_RECORDED INFORMATION_
___
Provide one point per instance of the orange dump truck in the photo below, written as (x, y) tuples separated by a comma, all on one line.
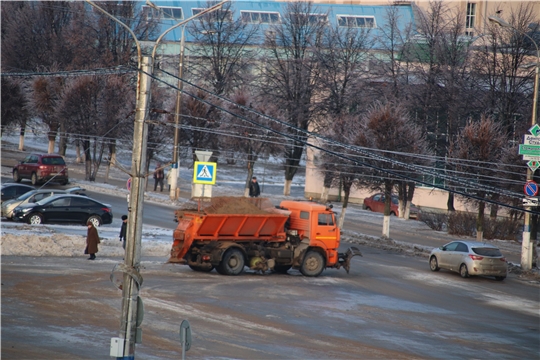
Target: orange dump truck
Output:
[(230, 233)]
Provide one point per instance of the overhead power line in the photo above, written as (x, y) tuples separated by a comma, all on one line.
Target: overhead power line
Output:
[(308, 134)]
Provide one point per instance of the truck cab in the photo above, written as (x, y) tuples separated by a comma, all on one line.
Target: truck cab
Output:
[(316, 223)]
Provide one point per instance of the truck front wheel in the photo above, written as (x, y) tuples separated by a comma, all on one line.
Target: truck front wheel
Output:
[(202, 268), (232, 262), (313, 264)]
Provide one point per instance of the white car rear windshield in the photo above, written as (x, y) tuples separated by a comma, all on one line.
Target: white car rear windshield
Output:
[(487, 251)]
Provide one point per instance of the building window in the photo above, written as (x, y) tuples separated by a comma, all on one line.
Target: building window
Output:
[(471, 14), (256, 17), (304, 19), (356, 21), (164, 12), (217, 15)]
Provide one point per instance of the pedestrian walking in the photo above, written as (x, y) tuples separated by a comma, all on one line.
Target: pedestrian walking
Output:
[(254, 189), (123, 231), (169, 178), (158, 177), (92, 241)]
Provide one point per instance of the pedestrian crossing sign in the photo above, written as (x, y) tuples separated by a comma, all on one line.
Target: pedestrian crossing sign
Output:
[(204, 173)]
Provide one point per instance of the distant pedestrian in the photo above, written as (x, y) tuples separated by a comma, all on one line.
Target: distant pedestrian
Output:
[(168, 176), (254, 189), (123, 231), (92, 241), (159, 175)]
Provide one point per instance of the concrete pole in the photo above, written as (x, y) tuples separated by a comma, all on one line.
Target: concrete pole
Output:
[(130, 289), (527, 246), (173, 194)]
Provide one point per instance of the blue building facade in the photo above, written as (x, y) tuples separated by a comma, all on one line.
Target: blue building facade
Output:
[(269, 13)]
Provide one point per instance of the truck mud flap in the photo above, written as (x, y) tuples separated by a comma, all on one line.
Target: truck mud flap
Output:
[(345, 258)]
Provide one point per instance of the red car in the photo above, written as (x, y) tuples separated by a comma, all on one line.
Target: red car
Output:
[(41, 168), (376, 203)]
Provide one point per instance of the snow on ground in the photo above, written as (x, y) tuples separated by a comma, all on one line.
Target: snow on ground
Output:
[(68, 240)]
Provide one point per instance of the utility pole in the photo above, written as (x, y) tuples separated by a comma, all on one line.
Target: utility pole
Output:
[(527, 246), (175, 167), (132, 279)]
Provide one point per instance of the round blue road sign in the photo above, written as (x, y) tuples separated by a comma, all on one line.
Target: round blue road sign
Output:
[(531, 188)]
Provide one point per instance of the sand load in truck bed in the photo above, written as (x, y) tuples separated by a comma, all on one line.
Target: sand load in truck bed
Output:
[(231, 205), (228, 219)]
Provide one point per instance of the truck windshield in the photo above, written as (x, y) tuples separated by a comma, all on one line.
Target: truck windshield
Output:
[(326, 219)]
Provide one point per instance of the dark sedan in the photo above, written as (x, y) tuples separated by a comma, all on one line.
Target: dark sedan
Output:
[(64, 208), (375, 203), (12, 190)]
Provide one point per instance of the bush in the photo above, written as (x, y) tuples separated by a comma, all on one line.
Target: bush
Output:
[(503, 229), (462, 224), (435, 220)]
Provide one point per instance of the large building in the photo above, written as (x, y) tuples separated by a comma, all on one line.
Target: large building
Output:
[(354, 13)]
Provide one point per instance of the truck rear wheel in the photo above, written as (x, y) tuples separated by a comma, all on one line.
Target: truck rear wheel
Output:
[(313, 264), (282, 269), (202, 268), (232, 262)]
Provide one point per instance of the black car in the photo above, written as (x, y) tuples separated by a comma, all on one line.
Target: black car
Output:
[(64, 208), (12, 190)]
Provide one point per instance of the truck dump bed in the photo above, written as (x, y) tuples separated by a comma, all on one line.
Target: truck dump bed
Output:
[(228, 219)]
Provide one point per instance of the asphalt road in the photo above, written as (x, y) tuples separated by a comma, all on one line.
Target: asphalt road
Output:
[(390, 306)]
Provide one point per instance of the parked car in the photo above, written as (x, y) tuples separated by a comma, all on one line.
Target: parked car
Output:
[(469, 258), (34, 196), (376, 203), (64, 208), (40, 168), (13, 190)]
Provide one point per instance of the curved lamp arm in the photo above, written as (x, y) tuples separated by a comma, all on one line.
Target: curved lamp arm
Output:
[(121, 23), (205, 11)]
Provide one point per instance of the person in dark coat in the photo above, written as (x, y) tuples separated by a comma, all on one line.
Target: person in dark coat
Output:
[(123, 231), (159, 175), (254, 189), (92, 241)]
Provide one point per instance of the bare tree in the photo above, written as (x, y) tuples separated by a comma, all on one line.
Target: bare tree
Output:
[(223, 49), (291, 74), (396, 144), (342, 58), (14, 107), (199, 124), (338, 171), (500, 82), (249, 137), (484, 142), (397, 66)]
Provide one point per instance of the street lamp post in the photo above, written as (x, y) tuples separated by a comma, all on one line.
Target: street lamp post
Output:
[(526, 244), (132, 279), (173, 193)]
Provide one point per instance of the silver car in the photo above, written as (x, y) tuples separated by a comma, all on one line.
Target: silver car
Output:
[(32, 197), (469, 258)]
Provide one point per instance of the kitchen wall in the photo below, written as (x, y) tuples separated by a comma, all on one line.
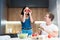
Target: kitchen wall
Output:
[(58, 13), (54, 7), (3, 15)]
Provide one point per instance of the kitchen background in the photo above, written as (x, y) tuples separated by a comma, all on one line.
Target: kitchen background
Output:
[(10, 11)]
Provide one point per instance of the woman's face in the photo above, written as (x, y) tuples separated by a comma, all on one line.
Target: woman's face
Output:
[(46, 18), (27, 10)]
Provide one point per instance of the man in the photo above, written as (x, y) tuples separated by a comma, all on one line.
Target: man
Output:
[(49, 28)]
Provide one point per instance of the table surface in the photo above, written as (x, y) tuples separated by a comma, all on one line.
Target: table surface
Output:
[(33, 39)]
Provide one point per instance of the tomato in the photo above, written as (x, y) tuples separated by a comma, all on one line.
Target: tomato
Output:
[(49, 36)]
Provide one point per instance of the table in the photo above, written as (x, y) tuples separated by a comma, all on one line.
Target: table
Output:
[(34, 39)]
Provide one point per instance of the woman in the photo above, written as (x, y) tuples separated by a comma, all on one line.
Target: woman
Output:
[(49, 28), (26, 20)]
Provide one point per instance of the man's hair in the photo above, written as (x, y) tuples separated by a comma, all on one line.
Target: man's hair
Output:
[(51, 16)]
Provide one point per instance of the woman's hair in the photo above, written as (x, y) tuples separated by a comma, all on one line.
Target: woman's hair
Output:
[(51, 16), (22, 13)]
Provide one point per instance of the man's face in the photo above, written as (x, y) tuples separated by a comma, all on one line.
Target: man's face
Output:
[(46, 18)]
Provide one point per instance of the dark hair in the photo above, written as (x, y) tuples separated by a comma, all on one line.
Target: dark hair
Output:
[(22, 13), (51, 16)]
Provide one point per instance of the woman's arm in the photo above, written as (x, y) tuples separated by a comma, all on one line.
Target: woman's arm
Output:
[(23, 17), (31, 19)]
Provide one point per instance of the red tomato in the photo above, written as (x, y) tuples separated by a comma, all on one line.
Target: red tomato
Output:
[(49, 36)]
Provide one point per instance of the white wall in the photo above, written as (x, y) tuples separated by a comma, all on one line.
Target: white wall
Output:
[(58, 13), (54, 7)]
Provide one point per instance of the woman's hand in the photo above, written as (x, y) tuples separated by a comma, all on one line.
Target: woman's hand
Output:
[(30, 12), (24, 11)]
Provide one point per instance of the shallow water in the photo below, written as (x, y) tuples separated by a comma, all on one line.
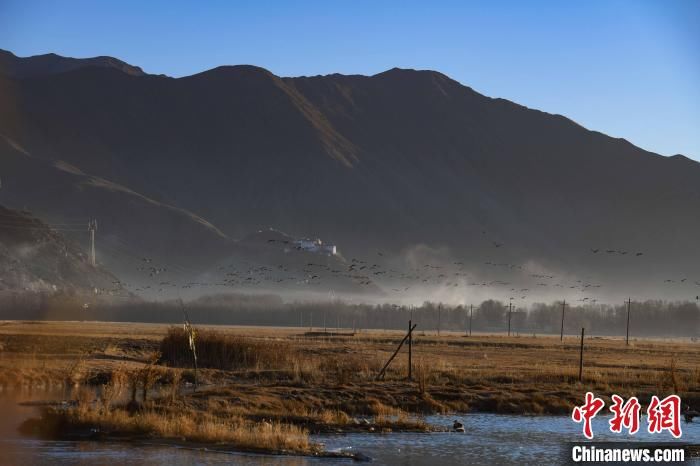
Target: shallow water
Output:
[(489, 439)]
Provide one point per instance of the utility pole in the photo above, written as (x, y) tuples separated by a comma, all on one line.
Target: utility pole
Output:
[(471, 313), (580, 358), (563, 306), (410, 351), (627, 337), (92, 227), (510, 312)]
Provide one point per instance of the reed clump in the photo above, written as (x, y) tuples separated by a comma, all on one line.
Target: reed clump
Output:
[(216, 350)]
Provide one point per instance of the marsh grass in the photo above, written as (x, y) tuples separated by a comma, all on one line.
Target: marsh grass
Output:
[(217, 350), (187, 425)]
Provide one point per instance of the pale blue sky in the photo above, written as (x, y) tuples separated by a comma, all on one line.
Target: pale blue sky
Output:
[(627, 68)]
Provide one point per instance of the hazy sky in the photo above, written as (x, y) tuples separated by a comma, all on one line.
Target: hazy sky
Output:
[(627, 68)]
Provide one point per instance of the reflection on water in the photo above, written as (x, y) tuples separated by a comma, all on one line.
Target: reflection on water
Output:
[(489, 439)]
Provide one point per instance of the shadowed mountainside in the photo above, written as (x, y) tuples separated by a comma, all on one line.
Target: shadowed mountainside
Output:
[(383, 162), (35, 258)]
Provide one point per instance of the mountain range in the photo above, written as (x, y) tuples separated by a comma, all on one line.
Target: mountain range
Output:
[(408, 166)]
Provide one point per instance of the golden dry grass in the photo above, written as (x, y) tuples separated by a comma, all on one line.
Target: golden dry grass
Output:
[(298, 374)]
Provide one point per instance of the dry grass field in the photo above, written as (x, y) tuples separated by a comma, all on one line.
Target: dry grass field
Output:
[(278, 384)]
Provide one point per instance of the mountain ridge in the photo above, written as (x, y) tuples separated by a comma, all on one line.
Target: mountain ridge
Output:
[(387, 162)]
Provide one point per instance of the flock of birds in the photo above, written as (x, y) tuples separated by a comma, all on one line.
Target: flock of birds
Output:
[(302, 270)]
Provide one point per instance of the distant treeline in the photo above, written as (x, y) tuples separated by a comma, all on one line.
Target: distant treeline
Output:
[(648, 318)]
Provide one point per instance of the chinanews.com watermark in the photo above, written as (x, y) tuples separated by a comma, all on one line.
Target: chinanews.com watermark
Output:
[(662, 415)]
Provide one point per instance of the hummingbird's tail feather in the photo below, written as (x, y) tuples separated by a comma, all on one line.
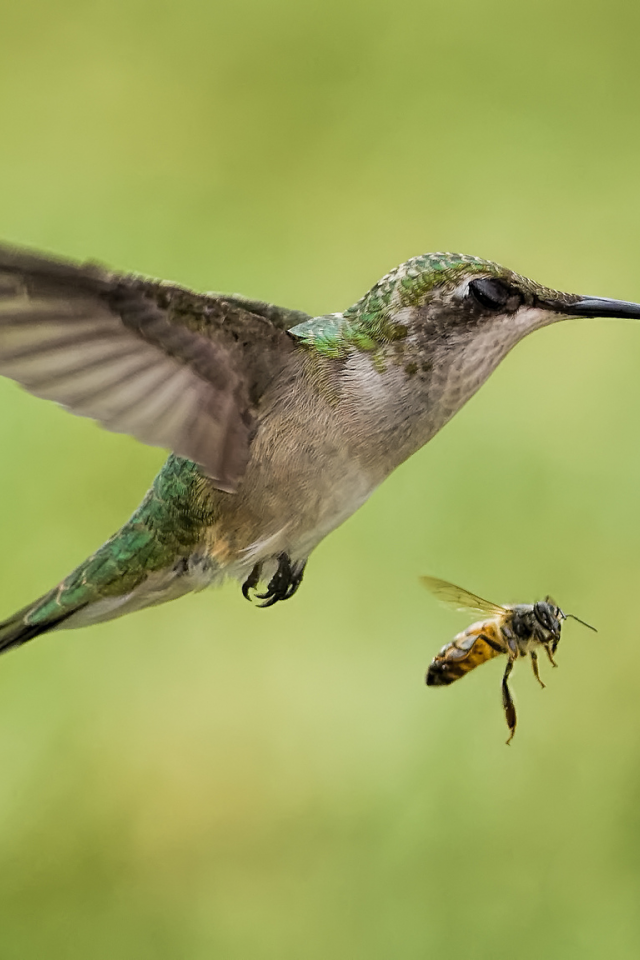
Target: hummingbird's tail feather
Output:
[(156, 556), (18, 629)]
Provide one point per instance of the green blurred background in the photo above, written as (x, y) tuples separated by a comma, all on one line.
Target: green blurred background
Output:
[(211, 780)]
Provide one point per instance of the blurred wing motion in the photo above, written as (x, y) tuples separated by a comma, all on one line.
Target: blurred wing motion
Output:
[(174, 368), (461, 599)]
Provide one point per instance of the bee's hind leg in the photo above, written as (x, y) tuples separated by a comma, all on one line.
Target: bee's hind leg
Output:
[(507, 702), (534, 666)]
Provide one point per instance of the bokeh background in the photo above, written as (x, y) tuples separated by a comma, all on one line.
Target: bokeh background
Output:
[(211, 780)]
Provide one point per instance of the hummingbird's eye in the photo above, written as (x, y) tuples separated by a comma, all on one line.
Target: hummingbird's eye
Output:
[(494, 295)]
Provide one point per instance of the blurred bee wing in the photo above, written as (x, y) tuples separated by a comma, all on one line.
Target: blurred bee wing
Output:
[(174, 368), (460, 599)]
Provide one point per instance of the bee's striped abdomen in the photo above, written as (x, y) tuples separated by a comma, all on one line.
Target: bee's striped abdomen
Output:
[(465, 652)]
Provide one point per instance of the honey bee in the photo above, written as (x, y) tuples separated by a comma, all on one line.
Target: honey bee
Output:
[(516, 630)]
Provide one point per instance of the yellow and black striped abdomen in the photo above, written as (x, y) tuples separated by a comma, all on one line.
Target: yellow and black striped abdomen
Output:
[(466, 652)]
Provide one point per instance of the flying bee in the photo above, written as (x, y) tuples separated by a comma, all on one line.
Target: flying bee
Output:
[(517, 630)]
___
_WRITTEN INSTRUCTION_
Copy the rows verbatim from the line containing "Provide one point per instance of the green" through the line containing "[(465, 652)]", including both of those lines.

_TASK SOLUTION_
Provide one point per instance of the green blurred background in the photo above, written as (x, y) tuples separated by a comma, all on one line.
Target: green blurred background
Output:
[(211, 780)]
Provide one point per instance of the blurred wing motion in the photo above, written as (x, y) tuples separated by a comma, all on one line.
Target: blurred wing motion
Output:
[(174, 368), (461, 599)]
Provide one point per instance of the bee's hind leg in the photo above, written as (x, y) tuples separated by a comma, all on one line.
Target: bee's hind leg
Output:
[(507, 702), (534, 666)]
Provide one point per instance of the bokeh background in the photo above, written as (x, y) tuples separated by a comma, all on one line.
Target: bokeh background
Output:
[(211, 780)]
Provide one point per instance of the hummingbird's eye in the photo above, written as (x, y) tuples separated by a comma, all on one line.
Target: hummingbird's eye
Output:
[(494, 295)]
Provide one point per instance of the blurred bee wing in the photo above, written as (x, y) tuples separated by a comma, all on one line.
Target: blurred bee wing
Output:
[(174, 368), (460, 599)]
Provide one point per instance of the bee's striped abdomen in the photo above, written as (x, y) tuples separated by a comma, all on one line.
Target: bee's striped abdomen
Output:
[(465, 652)]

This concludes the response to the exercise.